• _TASK REQUIREMENTS_
Please rewrite the lines below with every "green grass" changed to "tall grass" and nothing else altered.

### MATERIAL PROVIDED ###

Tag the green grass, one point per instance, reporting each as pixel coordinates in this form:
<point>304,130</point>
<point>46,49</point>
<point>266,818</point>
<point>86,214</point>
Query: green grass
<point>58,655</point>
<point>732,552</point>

###

• _COMPLETE RESPONSE_
Tag the tall grass, one point per instance, reporting each as pixel coordinates in this form:
<point>304,130</point>
<point>46,49</point>
<point>266,818</point>
<point>86,214</point>
Query: tall grass
<point>58,655</point>
<point>732,552</point>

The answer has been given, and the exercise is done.